### 作業内容
1. 宇佐神宮の文章に基づき、733年(天平5年)に二之御殿が造立された理由と、そこで祀られた神を1〜3文で説明してください。
2. 宇佐神宮の文章の続きを、最後の文の後から書き進めてください。

全国約11万の神社のうち、八幡さまが最も多く、4万600社あまりのお社(やしろ)があります。
宇佐神宮は4万社あまりある八幡さまの総本宮です。
御祭神である八幡大神さまは 応神天皇のご神霊で、571年(欽明天皇の時代)に初めて宇佐の地にご示顕になったといわれます。応神天皇は大陸の文化と産業を輸入し、新しい国づくりをされた方です。725年(神亀2年)、現在の地に御殿を造立し、八幡神をお祀りされました。これが宇佐神宮の創建です。
宇佐の地は 畿内や出雲と同様に早くから開けたところで、神代に比売大神が宇佐嶋にご降臨されたと『日本書紀』に記されています。比売大神様は 八幡さまが現われる以前の古い神、地主神として祀られ崇敬されてきました。
八幡神が祀られた8年後の733年(天平5年)に神託により 二之御殿が造立され、宇佐の国造は、比売大神をお祀りしました。
三之御殿は神託により、823年(弘仁14年)に建立されました。応神天皇の御母、神功皇后をお祀りしています。神功皇后は母神として神人交歓、安産、教育等の守護をされており、そのご威徳が高くあらわれています。
八幡大神の御神徳は 強く顕現し、三殿一徳のご神威は奈良東大寺 大仏建立の協力や、勅使・和気清麻呂(わけのきよまろ)公に国のあり方を正してゆく神教を賜ったことで特に有名です。皇室も伊勢の神宮につぐ第二の宗廟としてご崇敬になり、勅祭社16社に列されています。また、一般の人々にも鎮守の神として広く親しまれてきました。
八幡信仰とは、応神天皇のご聖徳を八幡神として称(たた)え奉るとともに、仏教文化と、我が国固有の神道を習合したものとも考えられています。その長い信仰の歴史は宇佐神宮の神事や祭会、うるわしい建造物、宝物などに今も見ることができます。千古斧(おの)を入れない深緑の杜(もり)に映える美しい本殿は国宝に指定されており、総本宮にふさわしい威容を誇っています。

(ボックス付きデータセット抜粋)
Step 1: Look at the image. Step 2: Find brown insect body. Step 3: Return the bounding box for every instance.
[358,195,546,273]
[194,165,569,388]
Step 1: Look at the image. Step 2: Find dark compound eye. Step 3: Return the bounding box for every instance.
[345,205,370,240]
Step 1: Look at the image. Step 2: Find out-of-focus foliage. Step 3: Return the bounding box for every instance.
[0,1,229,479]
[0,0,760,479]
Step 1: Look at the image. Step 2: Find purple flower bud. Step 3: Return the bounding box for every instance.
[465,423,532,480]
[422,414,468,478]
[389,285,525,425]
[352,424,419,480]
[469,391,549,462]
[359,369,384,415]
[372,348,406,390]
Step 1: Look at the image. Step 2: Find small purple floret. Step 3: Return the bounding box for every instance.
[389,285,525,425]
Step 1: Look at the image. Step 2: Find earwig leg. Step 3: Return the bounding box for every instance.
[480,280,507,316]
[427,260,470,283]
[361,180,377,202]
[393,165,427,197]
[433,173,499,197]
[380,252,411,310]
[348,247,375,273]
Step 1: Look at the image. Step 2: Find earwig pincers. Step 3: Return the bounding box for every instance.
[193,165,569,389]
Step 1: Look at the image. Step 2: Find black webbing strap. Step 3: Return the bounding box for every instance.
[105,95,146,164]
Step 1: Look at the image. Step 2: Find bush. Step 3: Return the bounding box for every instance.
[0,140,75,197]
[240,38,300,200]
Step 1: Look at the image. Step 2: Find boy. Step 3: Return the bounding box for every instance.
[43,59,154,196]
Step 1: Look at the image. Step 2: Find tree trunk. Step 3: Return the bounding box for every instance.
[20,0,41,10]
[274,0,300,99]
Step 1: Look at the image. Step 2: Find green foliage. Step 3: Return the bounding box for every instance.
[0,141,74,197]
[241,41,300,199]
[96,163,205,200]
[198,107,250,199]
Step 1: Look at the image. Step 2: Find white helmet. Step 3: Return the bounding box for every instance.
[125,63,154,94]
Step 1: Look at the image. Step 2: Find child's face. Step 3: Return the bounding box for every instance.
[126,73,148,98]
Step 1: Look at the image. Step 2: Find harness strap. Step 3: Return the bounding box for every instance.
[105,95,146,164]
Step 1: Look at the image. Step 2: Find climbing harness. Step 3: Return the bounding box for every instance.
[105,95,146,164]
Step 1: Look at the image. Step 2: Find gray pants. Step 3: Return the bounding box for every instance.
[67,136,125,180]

### 回答一覧
1. 二之御殿は、八幡神が祀られた8年後の733年(天平5年)に、神託によって造立されました。そこでは宇佐の国造が比売大神をお祀りしました。比売大神は、八幡さまが現われる以前の古い神であり、地主神として祀られ崇敬されてきた神です。

2.
公式HPより
【由 緒 (history)】
まず社名について。
奈良時代にはただ八幡宮・八幡神宮・八幡神社 八幡大菩薩宮等と呼ばれていたが、
平安時代に京都に石清水八幡宮が創建されてからは、石清水八幡宮と区別する意味で宇佐宮・八幡宇佐宮・宇佐八幡宮と云うように「宇佐」の字をつけるようになった。明治6年、官幣大社宇佐神宮となり、
昭和20年、社格制度廃止により、今の宇佐神宮となった。宇佐の地に 初めて八幡神が御示顕になられたのは、
欽明天皇の御代に御許山(おおもとさん)(宇佐神宮奥宮 大元神社鎮座)に顕われた。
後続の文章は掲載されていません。